**Explore the material**
(A) What do the notes on inorganic precipitates say causes iron and manganese oxides to form as concretions?
(B) Please transcribe the notes on inorganic precipitates from "Many deposits of" up to and including "the biological activity.".

**Text block**
##############################

Useful notes on Inorganic precipitates as Source of Marine Deposits

According to Sverdrup, inorganic precipitates are not found in large quantity in marine sediments, even then they may form conspicuous and diagnostically important components.

The inorganic precipitates comprise phosphorite, glauconite, carbonates, dolomite, amorphous silica, manganese iron oxide and barite nodules. It is to be remembered that inorganic precipitates are formed when, according to Sverdrup, the solubility product of some substance is exceeded.

The temperature changes in the sea water bring about certain chemical changes in it as a result of which various types of inorganic substances such as minerals are deposited on the floor. The precipitation of inorganic substances may also be the result of the removal of carbon dioxide where photosynthesis occurs.

It may also be caused by the changes in hydrogen-ion concentration or oxidation-reduction potential caused by the marine animals. These precipitates may also result from evaporation in shallow waters of the lagoons and seas.

Many deposits of amorphous silica found in the sedimentary rocks are thought to have an inorganic marine origin. It is because of the chemical precipitation that iron and manganese oxides in the form of concretions are formed.

Similarly, phosphatic and barite nodules are the result of chemical precipitation in sea water. However, it is rather difficult to draw boundaries between inorganic precipitates and those that are formed as a result of the biological activity.

Some of the substances found in the marine deposits are the products of chemical transformation. Examples of those substances resulting from such chemical changes are glauconite, feldspar, phillipsite, clay minerals, and phosphorite, etc.

##############################

**Given entries**
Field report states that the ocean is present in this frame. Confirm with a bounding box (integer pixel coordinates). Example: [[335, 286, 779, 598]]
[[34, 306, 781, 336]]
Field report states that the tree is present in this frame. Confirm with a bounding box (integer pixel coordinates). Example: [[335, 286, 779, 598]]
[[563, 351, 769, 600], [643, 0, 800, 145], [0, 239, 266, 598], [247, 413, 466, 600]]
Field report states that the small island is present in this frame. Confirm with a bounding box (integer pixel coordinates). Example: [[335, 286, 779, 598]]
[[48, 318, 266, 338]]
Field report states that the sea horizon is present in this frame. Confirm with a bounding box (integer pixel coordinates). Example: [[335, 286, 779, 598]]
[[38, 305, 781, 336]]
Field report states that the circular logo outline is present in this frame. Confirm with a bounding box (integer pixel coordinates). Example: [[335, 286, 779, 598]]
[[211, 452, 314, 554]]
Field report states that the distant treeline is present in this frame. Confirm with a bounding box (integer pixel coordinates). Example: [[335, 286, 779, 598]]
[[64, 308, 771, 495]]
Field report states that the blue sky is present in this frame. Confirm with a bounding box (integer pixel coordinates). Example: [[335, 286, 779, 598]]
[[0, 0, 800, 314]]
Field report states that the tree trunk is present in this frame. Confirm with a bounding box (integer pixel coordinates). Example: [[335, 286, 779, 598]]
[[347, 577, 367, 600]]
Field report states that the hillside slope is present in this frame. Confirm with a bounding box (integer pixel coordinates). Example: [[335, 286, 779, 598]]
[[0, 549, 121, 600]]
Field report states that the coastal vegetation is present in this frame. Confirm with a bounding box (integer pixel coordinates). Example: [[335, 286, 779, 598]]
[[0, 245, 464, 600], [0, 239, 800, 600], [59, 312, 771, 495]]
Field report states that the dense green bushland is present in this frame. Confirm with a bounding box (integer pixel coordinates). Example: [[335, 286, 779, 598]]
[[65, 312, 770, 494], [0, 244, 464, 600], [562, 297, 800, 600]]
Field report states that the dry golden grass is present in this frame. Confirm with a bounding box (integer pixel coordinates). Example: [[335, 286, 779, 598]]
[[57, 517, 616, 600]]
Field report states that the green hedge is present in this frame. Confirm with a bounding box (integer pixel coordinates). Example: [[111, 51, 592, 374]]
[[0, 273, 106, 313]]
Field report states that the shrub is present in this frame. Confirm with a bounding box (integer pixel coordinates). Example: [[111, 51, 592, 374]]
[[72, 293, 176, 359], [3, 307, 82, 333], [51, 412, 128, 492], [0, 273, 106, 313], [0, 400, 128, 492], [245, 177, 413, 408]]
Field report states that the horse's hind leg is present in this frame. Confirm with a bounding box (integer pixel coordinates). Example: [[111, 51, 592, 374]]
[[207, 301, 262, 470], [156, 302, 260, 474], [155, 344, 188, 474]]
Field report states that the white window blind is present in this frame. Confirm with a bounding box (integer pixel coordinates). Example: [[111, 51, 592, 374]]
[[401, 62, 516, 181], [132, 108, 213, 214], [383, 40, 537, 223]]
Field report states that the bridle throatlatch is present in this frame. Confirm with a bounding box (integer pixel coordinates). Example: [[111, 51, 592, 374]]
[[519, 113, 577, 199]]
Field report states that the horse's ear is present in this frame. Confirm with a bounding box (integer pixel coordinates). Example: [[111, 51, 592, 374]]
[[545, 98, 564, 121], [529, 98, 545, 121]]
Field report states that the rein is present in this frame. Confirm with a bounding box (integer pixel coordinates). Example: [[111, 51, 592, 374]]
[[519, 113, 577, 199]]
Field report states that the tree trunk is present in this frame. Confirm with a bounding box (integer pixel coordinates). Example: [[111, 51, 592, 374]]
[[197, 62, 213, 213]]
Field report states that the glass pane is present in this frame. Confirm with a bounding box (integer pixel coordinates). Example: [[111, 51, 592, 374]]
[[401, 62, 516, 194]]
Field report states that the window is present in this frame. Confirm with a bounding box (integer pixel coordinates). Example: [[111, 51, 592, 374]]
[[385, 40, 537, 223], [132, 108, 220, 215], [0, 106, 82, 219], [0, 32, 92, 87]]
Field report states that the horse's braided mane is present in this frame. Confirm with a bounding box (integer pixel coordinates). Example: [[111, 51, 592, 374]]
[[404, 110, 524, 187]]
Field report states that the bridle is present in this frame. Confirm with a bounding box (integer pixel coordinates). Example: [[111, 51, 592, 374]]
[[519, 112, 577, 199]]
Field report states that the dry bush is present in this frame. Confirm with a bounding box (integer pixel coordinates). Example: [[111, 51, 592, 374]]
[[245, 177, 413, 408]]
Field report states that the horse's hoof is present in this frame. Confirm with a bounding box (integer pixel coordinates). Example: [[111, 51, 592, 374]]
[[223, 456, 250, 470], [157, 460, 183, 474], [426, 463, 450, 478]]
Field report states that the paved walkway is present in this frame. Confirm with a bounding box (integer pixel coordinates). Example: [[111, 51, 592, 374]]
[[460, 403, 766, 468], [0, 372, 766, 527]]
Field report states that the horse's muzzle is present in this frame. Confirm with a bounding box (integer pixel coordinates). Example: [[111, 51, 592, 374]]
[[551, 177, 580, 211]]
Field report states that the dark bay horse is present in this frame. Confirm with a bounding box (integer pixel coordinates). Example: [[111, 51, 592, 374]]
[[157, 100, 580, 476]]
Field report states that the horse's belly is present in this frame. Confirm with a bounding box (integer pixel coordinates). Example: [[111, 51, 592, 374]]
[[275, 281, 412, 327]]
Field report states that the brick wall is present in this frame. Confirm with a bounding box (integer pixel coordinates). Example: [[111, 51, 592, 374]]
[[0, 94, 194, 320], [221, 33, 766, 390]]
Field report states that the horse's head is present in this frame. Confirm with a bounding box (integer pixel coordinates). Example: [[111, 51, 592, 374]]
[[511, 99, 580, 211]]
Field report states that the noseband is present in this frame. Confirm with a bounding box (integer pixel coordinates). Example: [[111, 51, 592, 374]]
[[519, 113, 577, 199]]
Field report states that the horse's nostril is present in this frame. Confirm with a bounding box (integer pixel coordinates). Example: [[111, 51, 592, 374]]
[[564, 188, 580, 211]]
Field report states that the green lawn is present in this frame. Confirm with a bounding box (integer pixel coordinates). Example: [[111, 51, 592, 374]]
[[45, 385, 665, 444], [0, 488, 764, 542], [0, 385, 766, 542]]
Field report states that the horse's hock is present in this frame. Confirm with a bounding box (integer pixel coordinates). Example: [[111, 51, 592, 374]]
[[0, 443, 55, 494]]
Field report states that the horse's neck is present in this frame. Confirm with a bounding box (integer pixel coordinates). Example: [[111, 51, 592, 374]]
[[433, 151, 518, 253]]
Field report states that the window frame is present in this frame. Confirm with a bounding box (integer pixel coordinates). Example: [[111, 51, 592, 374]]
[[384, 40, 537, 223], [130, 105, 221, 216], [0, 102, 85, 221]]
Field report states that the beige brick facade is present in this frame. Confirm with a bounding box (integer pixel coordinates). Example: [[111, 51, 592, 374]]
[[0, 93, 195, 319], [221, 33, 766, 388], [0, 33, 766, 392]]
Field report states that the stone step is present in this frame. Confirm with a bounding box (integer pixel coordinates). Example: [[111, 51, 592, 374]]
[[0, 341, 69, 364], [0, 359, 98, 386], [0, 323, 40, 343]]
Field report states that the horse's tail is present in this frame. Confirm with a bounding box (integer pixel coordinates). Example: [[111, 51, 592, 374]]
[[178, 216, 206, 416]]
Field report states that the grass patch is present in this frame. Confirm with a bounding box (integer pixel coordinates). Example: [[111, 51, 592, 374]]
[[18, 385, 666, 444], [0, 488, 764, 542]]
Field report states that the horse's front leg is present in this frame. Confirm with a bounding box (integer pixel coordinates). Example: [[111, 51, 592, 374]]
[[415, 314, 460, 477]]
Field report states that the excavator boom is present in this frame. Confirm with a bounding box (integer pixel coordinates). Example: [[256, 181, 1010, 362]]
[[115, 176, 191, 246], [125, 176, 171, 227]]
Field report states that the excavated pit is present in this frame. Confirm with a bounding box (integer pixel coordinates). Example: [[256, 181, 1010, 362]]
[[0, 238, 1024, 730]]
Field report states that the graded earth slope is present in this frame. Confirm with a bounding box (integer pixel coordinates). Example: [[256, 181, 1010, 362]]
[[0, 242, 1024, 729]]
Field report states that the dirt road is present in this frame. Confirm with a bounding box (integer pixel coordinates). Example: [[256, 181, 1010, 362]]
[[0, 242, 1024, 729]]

##############################

**Answers for each item**
(A) Chemical precipitation.

(B)
Many deposits of amorphous silica found in the sedimentary rocks are thought to have an inorganic marine origin. It is because of the chemical precipitation that iron and manganese oxides in the form of concretions are formed.

Similarly, phosphatic and barite nodules are the result of chemical precipitation in sea water. However, it is rather difficult to draw boundaries between inorganic precipitates and those that are formed as a result of the biological activity.